▶ [WHAT TO PRODUCE]: Copy out all lines from the material that contain the string "dark".

....

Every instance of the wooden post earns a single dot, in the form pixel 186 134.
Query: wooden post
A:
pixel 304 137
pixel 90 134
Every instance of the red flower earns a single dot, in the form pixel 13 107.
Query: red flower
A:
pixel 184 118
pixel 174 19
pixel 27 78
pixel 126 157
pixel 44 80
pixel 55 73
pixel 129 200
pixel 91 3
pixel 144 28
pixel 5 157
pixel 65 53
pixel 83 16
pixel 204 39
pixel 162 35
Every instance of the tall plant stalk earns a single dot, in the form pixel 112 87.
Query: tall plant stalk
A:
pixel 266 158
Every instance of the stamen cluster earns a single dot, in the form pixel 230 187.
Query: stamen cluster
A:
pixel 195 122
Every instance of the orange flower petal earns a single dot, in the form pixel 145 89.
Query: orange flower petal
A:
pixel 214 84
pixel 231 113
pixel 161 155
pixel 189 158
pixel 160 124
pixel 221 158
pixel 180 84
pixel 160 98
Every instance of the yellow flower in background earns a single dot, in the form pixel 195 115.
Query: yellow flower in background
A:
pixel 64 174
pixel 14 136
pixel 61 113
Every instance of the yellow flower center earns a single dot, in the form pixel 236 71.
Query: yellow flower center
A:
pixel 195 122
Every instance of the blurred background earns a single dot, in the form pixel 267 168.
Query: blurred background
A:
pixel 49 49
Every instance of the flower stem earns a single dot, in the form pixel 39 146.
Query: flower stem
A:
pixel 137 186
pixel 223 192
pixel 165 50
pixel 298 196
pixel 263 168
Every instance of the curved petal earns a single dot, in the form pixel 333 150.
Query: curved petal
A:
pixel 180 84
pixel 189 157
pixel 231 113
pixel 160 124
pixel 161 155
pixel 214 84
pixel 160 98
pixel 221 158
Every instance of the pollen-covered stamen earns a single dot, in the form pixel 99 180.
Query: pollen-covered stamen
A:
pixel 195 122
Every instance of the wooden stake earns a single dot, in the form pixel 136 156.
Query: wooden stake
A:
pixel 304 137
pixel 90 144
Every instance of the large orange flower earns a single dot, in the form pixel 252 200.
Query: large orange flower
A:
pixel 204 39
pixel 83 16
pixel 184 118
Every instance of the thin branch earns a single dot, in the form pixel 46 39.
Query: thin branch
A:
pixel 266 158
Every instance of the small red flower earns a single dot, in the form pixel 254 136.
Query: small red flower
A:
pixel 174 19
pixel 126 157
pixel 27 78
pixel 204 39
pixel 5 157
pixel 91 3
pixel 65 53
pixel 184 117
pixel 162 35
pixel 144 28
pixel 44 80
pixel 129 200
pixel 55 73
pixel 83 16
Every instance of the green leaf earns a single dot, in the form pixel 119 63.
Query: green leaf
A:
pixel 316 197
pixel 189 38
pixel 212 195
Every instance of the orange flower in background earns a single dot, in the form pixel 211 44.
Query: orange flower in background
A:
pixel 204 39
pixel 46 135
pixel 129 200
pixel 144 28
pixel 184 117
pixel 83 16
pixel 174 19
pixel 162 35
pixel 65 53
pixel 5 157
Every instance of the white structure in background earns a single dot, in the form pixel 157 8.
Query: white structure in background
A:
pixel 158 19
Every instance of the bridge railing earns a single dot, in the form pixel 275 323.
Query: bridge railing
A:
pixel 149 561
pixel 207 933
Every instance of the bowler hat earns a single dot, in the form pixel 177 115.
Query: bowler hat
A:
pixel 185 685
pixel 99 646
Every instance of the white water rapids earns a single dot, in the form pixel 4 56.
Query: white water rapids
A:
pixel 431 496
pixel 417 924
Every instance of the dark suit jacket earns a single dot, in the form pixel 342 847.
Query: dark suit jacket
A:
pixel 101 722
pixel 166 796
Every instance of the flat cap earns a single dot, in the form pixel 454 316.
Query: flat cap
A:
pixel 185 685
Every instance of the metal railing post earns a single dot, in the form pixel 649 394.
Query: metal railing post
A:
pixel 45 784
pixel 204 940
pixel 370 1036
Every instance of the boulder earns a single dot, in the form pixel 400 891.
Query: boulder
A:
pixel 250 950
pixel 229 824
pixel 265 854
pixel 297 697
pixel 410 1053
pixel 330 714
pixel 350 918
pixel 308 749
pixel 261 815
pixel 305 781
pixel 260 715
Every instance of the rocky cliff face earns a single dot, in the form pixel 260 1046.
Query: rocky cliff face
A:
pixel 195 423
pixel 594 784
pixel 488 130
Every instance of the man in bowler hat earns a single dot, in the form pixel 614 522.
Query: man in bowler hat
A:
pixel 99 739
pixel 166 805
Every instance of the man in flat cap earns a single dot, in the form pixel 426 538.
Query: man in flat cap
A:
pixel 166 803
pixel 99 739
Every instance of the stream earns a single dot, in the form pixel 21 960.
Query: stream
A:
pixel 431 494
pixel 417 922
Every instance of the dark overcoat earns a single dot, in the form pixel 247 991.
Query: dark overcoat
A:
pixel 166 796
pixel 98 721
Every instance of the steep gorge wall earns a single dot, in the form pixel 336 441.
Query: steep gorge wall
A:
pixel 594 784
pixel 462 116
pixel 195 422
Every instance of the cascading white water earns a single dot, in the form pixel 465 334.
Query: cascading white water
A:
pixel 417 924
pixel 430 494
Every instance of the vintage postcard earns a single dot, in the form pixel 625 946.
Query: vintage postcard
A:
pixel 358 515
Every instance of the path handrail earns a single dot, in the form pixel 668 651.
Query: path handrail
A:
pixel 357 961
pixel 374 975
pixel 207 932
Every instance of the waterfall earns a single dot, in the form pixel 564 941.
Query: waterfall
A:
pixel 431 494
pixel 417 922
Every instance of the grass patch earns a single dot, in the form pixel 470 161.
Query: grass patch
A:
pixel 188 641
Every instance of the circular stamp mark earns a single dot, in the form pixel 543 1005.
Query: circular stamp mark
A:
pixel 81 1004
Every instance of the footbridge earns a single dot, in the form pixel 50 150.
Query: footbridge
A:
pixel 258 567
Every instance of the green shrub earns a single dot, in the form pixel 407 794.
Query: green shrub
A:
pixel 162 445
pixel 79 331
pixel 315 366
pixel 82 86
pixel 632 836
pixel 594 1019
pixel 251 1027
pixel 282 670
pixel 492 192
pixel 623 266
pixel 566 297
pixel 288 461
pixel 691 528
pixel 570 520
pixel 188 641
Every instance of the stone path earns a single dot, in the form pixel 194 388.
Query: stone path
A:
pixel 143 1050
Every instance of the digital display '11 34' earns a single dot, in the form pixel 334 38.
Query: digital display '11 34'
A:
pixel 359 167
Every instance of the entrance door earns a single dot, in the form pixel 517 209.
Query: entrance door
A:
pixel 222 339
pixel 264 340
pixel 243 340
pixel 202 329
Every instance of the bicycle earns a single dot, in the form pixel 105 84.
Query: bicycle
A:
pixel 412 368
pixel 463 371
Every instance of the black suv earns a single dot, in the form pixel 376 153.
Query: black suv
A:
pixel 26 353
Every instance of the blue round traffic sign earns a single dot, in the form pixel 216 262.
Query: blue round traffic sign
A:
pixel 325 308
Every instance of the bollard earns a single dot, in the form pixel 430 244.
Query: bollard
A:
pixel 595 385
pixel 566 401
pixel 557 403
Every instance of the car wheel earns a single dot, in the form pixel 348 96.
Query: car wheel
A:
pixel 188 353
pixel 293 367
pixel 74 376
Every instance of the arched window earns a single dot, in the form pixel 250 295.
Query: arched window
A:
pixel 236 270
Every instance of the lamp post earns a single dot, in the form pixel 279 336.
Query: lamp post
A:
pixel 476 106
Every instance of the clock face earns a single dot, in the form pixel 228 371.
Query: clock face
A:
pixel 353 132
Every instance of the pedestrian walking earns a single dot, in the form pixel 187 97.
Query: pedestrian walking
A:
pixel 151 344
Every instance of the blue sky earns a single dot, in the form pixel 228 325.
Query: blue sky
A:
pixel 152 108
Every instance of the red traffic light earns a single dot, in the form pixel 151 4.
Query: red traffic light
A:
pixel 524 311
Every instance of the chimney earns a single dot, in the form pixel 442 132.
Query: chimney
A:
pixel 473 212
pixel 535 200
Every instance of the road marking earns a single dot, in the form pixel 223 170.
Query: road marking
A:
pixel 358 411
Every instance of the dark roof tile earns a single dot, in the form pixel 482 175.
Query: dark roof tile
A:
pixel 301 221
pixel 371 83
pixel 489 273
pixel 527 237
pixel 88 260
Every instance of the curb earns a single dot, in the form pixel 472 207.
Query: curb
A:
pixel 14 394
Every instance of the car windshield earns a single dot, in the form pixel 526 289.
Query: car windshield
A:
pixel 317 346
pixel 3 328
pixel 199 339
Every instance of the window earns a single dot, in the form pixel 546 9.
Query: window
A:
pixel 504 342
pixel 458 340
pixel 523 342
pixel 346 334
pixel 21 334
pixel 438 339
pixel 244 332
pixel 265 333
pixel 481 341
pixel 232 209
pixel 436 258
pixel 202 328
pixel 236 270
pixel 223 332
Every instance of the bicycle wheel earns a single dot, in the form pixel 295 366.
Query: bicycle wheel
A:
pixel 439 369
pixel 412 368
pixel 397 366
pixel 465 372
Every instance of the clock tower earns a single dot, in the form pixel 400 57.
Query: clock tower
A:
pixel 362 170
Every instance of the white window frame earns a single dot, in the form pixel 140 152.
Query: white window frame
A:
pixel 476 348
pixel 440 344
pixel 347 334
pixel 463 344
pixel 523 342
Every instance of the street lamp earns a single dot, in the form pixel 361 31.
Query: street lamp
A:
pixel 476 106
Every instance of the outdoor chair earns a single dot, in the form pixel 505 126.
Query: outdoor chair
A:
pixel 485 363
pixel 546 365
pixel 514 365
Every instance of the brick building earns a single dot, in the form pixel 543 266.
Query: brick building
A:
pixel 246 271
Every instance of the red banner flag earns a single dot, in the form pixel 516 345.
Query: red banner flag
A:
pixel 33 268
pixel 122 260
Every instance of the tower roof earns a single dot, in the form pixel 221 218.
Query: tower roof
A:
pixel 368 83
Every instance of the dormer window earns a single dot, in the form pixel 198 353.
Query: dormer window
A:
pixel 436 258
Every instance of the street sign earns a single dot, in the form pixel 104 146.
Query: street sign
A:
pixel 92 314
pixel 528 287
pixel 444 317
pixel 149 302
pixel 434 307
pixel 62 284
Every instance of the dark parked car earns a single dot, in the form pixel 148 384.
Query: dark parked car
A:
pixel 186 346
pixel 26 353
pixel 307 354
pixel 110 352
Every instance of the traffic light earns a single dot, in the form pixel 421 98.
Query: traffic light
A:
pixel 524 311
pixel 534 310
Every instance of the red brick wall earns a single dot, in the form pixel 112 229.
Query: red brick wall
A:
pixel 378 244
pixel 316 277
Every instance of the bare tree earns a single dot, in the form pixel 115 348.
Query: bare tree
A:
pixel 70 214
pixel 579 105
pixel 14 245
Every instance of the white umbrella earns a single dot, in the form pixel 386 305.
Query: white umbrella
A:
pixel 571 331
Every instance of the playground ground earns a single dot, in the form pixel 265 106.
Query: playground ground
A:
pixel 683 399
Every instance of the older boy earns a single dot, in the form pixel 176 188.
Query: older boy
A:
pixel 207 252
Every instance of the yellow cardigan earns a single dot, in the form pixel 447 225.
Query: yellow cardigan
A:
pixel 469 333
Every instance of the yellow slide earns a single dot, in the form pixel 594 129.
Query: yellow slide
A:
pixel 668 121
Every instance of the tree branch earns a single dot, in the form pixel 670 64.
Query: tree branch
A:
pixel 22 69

....

▶ [TASK SOLUTION]:
Every instance of the dark suit jacket earns a single dot, in the form pixel 342 847.
Query: dark suit jacket
Every instance of the dark overcoat earns a single dot, in the form pixel 247 991.
Query: dark overcoat
Every instance of the dark roof tile earns a single dot, in the form pixel 482 175.
Query: dark roof tile
Every instance of the dark parked car earns a single dot, in the form pixel 148 384.
Query: dark parked car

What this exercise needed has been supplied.